→ **Requirement**: Repeat only the stretch of lines below that runs from the line with "pixel 186 170" through the line with "pixel 355 247", unaltered.

→ **Material shown**:
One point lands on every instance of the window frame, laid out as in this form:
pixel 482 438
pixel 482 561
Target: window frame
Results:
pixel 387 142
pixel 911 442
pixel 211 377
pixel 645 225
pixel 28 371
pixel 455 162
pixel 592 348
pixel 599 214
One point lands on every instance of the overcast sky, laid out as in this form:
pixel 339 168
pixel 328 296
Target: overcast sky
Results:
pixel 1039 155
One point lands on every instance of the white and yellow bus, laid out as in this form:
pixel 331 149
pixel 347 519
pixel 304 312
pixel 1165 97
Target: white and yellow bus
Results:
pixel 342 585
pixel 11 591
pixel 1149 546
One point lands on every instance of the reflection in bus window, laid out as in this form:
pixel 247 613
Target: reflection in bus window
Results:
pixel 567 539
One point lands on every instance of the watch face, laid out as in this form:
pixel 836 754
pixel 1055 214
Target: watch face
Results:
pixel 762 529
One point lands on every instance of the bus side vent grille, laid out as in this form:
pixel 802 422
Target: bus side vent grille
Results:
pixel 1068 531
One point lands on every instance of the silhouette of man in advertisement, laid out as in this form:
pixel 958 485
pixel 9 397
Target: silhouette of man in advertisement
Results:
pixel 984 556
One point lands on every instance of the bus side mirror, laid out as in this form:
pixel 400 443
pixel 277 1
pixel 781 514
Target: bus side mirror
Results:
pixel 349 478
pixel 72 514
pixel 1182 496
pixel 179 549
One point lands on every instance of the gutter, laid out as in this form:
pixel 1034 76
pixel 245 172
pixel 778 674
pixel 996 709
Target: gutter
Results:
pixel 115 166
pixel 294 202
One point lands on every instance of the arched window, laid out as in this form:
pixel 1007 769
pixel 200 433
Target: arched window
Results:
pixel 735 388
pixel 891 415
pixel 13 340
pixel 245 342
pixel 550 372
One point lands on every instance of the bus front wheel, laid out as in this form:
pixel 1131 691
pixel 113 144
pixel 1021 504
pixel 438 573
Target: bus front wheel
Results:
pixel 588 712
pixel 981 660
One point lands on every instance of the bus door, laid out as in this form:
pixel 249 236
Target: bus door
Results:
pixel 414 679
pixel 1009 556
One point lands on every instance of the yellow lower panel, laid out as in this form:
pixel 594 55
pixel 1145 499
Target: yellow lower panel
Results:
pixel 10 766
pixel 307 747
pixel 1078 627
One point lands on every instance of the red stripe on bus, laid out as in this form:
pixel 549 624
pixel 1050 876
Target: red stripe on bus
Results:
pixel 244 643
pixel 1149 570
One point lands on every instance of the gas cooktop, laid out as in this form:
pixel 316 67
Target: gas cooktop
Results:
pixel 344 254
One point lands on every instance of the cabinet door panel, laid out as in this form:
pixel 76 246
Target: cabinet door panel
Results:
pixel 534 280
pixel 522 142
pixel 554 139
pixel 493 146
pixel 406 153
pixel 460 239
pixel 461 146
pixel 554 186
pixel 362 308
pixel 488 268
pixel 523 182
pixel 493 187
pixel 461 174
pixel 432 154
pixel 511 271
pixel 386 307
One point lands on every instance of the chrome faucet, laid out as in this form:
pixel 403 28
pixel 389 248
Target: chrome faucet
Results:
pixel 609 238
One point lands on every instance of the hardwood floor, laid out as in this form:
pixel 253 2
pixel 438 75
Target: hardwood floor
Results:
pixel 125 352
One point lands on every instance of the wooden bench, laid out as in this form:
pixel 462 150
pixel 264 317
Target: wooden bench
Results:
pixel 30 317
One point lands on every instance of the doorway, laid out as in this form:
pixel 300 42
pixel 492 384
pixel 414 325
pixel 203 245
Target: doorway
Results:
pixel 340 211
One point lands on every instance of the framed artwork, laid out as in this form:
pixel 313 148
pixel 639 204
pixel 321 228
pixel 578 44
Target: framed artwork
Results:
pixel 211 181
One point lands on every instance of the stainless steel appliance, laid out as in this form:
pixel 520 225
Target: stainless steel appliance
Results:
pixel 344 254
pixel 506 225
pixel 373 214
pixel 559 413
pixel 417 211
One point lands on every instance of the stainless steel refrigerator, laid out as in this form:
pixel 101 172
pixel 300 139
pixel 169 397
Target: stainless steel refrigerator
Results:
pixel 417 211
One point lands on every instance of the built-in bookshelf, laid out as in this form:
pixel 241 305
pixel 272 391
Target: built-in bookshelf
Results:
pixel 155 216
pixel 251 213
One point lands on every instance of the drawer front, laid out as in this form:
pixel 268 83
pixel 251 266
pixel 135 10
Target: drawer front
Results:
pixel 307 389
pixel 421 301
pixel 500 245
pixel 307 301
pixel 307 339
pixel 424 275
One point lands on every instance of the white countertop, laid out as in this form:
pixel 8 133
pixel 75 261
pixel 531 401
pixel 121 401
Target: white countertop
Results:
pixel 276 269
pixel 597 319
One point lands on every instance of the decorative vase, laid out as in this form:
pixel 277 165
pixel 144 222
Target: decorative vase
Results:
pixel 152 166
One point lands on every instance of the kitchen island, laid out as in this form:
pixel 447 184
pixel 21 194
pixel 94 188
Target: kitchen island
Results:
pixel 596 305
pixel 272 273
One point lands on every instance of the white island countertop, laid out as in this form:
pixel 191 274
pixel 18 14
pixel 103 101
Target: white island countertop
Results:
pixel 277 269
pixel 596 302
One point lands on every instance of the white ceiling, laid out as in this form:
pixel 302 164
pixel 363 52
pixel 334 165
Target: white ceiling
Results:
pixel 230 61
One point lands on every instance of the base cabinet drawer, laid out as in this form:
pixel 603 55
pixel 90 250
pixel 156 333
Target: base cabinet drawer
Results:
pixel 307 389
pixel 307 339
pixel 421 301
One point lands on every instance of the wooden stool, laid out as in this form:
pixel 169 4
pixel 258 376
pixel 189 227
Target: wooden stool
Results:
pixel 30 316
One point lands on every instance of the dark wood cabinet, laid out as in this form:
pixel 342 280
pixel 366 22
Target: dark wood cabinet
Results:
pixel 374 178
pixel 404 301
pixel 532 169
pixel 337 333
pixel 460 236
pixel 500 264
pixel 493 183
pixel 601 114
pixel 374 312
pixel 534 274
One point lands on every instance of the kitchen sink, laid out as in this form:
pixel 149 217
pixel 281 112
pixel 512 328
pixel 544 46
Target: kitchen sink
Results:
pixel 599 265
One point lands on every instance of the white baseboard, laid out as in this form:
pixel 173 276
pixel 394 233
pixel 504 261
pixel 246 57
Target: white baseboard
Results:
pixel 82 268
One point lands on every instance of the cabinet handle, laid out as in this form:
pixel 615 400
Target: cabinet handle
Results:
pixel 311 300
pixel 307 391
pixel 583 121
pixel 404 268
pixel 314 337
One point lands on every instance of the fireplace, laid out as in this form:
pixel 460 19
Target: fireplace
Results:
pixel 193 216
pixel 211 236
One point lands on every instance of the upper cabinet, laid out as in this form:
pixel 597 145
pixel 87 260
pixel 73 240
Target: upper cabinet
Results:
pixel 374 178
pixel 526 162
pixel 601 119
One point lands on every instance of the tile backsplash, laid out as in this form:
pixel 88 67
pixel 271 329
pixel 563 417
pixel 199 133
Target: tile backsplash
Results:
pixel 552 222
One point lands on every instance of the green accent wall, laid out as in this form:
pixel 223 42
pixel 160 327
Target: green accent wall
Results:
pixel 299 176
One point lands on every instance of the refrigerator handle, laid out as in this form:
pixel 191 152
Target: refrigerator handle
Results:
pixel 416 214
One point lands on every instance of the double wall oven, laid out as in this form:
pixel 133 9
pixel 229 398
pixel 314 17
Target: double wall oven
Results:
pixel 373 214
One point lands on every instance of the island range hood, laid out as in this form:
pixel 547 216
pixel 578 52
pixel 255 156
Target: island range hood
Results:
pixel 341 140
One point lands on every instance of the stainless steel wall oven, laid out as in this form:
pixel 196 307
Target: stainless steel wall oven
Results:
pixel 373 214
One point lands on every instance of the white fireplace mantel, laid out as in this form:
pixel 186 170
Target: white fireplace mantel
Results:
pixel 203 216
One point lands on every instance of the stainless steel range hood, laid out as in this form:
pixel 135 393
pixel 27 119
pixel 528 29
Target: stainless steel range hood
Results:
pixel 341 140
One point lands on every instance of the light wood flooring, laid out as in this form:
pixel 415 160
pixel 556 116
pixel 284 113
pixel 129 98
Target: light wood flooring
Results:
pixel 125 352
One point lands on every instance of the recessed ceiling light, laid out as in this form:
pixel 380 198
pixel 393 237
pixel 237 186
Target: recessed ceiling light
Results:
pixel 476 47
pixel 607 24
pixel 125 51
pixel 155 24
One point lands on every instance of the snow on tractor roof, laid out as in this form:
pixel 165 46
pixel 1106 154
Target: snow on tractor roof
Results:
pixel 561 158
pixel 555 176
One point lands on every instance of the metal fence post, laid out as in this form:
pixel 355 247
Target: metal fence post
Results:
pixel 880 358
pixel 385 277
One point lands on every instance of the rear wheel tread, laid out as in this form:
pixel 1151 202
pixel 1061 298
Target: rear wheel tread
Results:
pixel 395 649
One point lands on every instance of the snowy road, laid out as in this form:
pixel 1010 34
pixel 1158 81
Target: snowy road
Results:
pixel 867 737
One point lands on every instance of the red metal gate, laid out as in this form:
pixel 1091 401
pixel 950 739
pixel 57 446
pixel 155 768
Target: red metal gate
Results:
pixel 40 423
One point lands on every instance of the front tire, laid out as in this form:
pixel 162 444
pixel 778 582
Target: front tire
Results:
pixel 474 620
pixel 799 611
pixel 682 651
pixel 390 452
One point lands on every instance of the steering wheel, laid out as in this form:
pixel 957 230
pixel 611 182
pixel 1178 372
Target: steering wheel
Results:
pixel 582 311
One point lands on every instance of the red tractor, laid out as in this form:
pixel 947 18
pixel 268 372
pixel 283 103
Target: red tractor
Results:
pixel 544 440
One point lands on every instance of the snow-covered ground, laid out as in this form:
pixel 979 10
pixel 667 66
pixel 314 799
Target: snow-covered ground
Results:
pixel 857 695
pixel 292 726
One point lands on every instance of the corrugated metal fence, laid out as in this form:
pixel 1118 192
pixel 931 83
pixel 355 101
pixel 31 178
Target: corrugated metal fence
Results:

→ **Task solution**:
pixel 186 170
Target: white fireplace mantel
Results:
pixel 203 216
One point lands on every instance of the stainless steel range hood, laid out as in this form:
pixel 135 393
pixel 27 119
pixel 528 29
Target: stainless steel range hood
Results:
pixel 341 140
One point lands on every instance of the light wood flooring, laid out as in this form:
pixel 415 160
pixel 556 116
pixel 284 113
pixel 129 98
Target: light wood flooring
Results:
pixel 125 352
One point lands on every instance of the recessed ceiling light, laid out as in this form:
pixel 380 198
pixel 393 237
pixel 237 186
Target: recessed ceiling light
Results:
pixel 476 47
pixel 607 24
pixel 125 51
pixel 155 24
One point lands on every instance of the snow on tractor roof, laid out as in this form:
pixel 165 46
pixel 1106 154
Target: snow on tractor roof
Results:
pixel 561 158
pixel 555 176
One point lands on every instance of the metal fence post, laid out as in this form:
pixel 355 247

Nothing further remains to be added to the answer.